§ Task description
Duplicate the lines of the source records verbatim, beginning at the line containing "Where can the white wall" and ending after the line containing "<point>291,101</point>", with both of those lines included.

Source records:

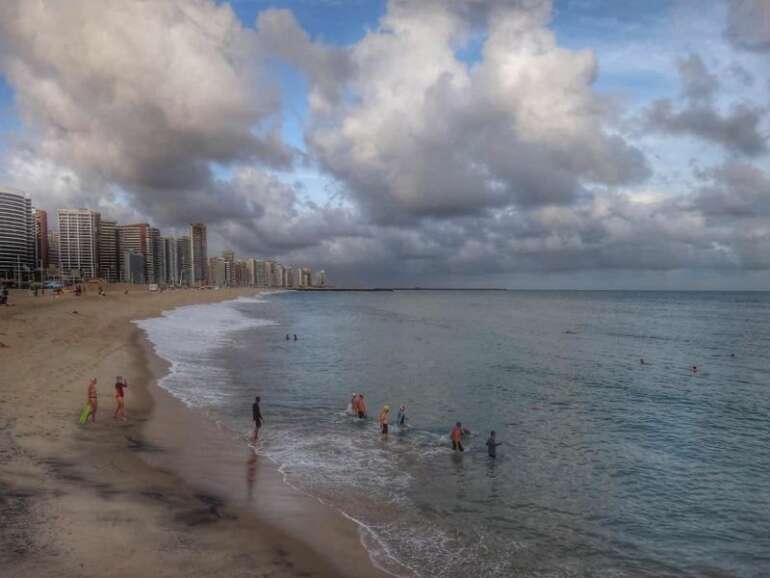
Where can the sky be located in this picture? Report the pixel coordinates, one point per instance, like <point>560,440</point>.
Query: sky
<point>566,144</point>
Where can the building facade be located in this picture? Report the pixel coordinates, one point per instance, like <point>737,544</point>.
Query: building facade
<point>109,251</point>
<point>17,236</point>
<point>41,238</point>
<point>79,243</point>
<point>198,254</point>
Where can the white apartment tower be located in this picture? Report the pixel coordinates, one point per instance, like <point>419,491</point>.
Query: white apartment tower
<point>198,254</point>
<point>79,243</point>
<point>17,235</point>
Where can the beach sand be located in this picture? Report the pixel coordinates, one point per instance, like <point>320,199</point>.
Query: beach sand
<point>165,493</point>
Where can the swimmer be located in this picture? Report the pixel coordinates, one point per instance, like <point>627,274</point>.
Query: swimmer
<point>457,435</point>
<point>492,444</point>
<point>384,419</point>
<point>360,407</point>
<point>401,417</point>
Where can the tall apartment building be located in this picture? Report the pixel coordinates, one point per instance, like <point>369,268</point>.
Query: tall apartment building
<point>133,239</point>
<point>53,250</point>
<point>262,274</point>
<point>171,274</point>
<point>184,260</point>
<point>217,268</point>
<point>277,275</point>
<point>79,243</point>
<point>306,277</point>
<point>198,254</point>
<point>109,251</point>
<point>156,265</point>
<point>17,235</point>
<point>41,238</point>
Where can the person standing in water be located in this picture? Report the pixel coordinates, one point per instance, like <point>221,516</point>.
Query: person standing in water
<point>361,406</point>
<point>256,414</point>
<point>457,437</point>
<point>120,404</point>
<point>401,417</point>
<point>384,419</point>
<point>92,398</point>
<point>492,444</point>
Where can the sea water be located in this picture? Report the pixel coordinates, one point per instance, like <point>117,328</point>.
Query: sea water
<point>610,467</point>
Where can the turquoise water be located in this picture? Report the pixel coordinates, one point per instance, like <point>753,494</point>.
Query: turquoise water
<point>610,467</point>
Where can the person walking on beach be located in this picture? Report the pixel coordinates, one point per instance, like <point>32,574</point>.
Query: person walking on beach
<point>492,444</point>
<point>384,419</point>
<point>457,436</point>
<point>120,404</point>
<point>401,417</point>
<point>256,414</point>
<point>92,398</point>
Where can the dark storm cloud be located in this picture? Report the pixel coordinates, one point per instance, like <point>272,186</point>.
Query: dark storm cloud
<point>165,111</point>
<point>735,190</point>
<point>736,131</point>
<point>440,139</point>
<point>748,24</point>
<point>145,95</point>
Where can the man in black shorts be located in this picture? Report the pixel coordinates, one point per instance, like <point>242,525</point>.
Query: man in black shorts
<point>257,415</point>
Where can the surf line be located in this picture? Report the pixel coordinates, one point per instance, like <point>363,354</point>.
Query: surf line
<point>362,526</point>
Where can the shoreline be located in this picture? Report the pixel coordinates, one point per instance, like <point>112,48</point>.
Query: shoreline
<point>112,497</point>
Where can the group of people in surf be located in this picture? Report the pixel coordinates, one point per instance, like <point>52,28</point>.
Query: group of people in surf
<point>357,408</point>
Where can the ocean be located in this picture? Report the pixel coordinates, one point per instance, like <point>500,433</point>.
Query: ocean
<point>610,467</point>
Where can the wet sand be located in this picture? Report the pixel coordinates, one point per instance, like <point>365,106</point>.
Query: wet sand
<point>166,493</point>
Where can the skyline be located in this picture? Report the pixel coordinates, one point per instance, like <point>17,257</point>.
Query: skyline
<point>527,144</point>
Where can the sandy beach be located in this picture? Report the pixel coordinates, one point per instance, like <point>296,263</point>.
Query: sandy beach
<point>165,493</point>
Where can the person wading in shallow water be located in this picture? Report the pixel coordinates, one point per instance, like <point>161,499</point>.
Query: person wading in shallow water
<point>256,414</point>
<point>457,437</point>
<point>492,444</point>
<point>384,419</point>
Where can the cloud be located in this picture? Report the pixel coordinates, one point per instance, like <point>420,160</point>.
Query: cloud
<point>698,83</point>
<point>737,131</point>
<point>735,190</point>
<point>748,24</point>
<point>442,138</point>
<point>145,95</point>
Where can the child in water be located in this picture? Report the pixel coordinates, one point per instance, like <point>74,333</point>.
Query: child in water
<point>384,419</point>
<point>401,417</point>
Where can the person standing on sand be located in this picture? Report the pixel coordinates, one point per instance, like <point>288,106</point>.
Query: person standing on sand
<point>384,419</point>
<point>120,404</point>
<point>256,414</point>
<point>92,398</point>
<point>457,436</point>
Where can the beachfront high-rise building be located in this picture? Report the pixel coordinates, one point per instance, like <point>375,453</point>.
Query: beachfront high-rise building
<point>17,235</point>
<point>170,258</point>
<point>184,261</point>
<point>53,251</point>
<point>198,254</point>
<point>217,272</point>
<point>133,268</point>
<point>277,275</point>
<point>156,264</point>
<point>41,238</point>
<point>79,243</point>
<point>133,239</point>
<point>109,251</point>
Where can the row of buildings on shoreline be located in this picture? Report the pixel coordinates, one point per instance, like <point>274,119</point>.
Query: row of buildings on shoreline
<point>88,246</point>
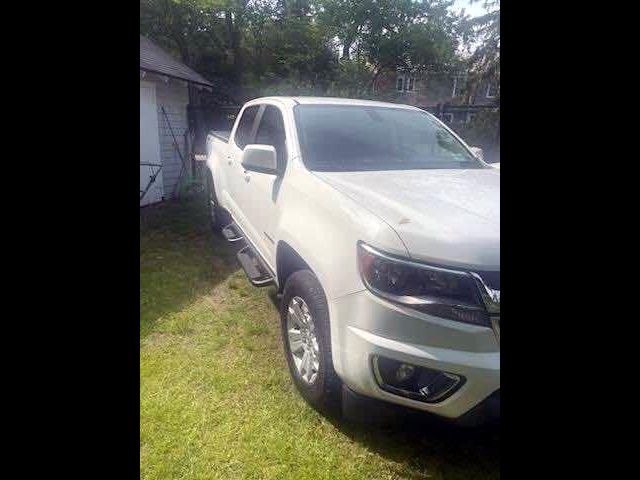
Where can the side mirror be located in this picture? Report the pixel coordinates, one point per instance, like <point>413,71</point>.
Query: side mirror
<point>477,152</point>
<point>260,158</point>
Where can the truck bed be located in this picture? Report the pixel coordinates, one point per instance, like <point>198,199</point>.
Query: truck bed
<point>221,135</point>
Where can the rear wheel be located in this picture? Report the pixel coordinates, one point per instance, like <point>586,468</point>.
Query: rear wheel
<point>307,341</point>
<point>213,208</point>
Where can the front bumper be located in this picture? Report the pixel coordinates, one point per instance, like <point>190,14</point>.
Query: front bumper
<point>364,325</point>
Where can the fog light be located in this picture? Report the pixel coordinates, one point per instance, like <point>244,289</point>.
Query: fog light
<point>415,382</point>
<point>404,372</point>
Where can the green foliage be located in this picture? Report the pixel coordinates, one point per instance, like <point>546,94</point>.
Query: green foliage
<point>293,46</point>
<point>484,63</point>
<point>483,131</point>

---

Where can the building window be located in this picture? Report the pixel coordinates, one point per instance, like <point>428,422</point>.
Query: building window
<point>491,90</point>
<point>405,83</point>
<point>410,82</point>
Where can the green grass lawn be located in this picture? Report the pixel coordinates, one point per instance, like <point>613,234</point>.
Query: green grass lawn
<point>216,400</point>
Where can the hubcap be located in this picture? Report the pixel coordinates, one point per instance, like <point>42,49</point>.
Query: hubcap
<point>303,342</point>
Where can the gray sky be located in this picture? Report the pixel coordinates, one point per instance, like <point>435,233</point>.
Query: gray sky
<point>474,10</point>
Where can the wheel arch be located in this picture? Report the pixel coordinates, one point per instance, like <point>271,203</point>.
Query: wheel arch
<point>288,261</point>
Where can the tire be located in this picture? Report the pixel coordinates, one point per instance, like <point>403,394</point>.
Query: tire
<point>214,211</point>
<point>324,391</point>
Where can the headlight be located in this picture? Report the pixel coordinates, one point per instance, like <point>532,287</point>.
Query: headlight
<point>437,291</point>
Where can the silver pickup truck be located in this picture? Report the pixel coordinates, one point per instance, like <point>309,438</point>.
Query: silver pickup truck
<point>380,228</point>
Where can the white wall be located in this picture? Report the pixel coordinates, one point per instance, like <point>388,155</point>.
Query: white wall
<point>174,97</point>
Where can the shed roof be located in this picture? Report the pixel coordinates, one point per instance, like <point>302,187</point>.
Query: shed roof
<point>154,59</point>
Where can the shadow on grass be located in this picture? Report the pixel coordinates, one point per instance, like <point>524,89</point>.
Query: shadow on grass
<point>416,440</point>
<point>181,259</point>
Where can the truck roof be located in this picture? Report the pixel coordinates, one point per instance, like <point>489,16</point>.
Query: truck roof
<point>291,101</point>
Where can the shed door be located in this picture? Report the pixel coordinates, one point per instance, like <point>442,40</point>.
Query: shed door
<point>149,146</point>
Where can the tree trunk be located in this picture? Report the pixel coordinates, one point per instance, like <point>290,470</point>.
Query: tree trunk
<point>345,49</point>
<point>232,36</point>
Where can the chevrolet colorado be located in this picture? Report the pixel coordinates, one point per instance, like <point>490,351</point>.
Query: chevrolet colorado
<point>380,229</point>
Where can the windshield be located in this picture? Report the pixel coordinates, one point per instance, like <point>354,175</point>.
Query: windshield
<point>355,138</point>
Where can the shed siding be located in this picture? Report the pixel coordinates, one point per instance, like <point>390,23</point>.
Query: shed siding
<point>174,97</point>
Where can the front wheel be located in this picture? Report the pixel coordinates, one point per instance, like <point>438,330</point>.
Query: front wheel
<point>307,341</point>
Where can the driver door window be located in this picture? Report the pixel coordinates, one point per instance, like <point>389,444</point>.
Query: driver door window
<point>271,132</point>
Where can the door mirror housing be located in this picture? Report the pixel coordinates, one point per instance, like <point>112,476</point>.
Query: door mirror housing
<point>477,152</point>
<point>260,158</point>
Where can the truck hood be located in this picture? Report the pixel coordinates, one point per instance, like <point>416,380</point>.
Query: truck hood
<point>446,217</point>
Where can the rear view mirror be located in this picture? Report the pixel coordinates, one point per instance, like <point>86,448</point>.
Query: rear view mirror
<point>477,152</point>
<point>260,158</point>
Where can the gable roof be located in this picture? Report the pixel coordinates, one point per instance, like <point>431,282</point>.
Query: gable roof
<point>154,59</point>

---

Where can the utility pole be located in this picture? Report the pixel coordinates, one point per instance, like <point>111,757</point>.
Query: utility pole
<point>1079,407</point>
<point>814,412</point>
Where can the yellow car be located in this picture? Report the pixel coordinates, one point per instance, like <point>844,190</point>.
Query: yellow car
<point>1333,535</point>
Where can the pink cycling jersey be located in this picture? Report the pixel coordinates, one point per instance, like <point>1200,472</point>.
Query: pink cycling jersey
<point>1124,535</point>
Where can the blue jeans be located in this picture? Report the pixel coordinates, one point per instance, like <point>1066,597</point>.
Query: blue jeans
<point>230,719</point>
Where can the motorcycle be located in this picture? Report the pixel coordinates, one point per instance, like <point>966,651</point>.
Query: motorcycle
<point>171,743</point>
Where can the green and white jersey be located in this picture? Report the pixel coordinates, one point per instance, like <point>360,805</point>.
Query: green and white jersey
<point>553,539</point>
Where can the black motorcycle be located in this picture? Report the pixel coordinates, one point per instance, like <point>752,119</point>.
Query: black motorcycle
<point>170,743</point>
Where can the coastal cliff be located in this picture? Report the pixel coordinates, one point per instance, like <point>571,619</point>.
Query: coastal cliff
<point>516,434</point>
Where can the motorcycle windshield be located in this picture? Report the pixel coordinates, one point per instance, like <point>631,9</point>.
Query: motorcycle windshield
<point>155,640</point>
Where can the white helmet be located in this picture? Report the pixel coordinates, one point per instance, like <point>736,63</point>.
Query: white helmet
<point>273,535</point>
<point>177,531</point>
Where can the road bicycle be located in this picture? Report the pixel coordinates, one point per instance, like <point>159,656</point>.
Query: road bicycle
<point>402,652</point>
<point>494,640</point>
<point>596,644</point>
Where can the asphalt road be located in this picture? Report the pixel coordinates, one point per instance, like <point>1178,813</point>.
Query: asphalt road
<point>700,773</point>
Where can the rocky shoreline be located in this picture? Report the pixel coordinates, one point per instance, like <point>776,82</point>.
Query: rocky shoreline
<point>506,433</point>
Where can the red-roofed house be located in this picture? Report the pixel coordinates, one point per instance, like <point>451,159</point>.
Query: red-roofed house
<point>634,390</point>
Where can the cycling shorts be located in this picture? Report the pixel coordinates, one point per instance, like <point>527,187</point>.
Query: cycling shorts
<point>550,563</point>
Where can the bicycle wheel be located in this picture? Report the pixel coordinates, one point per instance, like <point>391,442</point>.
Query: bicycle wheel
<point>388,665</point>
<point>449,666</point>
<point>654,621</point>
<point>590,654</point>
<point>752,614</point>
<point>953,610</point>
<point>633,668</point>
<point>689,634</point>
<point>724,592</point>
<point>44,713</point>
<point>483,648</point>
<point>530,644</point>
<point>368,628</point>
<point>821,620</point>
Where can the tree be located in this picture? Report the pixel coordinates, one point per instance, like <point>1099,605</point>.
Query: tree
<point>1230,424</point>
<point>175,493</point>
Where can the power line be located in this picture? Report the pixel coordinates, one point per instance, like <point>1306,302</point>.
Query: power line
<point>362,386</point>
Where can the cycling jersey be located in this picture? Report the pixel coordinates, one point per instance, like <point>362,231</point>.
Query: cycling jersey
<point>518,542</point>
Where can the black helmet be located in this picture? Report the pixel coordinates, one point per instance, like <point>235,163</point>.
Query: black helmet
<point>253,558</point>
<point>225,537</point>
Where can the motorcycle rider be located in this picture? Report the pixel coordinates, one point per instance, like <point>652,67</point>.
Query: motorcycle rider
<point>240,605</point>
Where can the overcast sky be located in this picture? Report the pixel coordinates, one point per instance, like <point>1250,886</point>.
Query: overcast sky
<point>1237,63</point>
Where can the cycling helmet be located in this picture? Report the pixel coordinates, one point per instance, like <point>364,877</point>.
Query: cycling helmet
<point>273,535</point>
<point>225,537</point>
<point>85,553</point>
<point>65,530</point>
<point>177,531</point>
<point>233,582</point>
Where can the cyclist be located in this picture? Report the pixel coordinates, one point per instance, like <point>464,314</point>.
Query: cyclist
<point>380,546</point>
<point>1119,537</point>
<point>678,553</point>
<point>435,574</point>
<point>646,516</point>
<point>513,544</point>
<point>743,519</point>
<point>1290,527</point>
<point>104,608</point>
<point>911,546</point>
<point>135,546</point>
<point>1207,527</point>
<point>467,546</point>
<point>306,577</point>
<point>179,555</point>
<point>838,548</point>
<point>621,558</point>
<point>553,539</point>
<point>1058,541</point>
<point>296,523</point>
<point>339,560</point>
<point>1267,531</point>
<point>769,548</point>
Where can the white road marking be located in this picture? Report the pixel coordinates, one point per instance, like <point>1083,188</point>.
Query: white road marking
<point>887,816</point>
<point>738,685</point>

§ Final answer
Where can the white wall be located in this picture? Report the pixel coordinates, one point per instance, like <point>388,155</point>.
Query: white wall
<point>174,97</point>
Where can the shed roof be located in this picture? Report the pixel coordinates, one point per instance, like <point>302,187</point>.
Query: shed roof
<point>154,59</point>
Where can the shadow on grass be located in this picture? Report the pixel coordinates, one point per instance, like <point>524,89</point>.
Query: shadow on grass
<point>416,440</point>
<point>181,259</point>
Where can the truck roof be located in this picture? Report the pixel coordinates, one point per instance, like <point>489,16</point>.
Query: truck roof
<point>291,101</point>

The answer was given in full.